About Spaghetti Carbonara

This Pasta Carbonara recipe (called “Pasta alla Carbonara” or Spaghetti alla Carbonara in Italy) is made using traditional ingredients in the most Italian way. An easy dish with just a few simple ingredients, it’s the perfect stick-to-your-ribs lunch or dinner.

How do I avoid clumpy sauce?

Though simple to make, many beginners end up with cheese sauce that contains unappetizing clumps. Since pecorino cheese coagulates at 140° F (60° C), adding water hotter than this to the cheese and egg mix will usually produce a stringy, gummy sauce.

In this recipe, we avoid this error by slowly adding a ladle of the hot pasta water to the egg mix, whisking continuously. Then, we combine the egg mix with the pasta off the heat.

Slowly add a tiny bit of hot pasta water off the heat to avoid a clumpy egg sauce!

PROBLEM TO WORK ON
Go on with the carbonara text from its last sentence.

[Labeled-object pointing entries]
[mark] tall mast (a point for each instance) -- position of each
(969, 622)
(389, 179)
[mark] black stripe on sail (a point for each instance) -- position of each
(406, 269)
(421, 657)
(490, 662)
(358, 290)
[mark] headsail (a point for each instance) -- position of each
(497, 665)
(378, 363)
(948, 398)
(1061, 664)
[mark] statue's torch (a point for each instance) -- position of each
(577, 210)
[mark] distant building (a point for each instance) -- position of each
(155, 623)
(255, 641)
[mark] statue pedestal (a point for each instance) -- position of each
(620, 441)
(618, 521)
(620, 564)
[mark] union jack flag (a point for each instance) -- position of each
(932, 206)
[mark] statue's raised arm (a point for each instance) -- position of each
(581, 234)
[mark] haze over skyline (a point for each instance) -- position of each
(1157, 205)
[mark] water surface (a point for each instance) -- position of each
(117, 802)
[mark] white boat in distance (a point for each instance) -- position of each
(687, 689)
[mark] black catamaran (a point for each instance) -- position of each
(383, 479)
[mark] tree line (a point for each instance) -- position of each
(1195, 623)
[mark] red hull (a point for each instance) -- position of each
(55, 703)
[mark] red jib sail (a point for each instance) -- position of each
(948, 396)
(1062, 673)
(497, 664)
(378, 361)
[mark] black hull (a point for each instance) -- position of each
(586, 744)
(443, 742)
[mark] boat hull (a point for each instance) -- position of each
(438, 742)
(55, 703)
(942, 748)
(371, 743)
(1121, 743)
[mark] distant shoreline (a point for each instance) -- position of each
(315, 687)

ANSWER
Lovely, shiny sauce ready to add to the pasta (off the heat)

Can I use pre-grated cheese/ pre-ground pepper?

Sure! However, we assure you that the best flavor is always achieved by freshly grating or grinding your ingredients.

Be sure to buy or grind the pecorino cheese to a very fine powder consistency. This will help you to create a smooth carbonara sauce without lumps.

Adding very fine powdery pecorino cheese to the whisked eggs for the carbonara sauce!

Are the eggs safe to eat?

Eggs that aren’t thoroughly cooked do carry the risk of foodborne illness like salmonella.

The FDA recommends heating eggs to a temperature of 160° F in order to be safe from foodborne illness. This is tough to do in a carbonara sauce manually without cooking the eggs—and ending up with clumpy sauce. However, if you use a sous vide or another machine that can continuously whisk the eggs while maintaining a specific temperature, it can be done. We’ll address this technique in another post.

How to Make Spaghetti Carbonara: Tips

Use quality ingredients. Grate and grind fresh.

Use quality aged Pecorino Romano and freshly ground black pepper.  With just two ingredients in this sauce, make sure those ingredients are bringing maximum flavor!

Use a food processor to grate the cheese!

Save time by using a food processor to finely grate the cheese.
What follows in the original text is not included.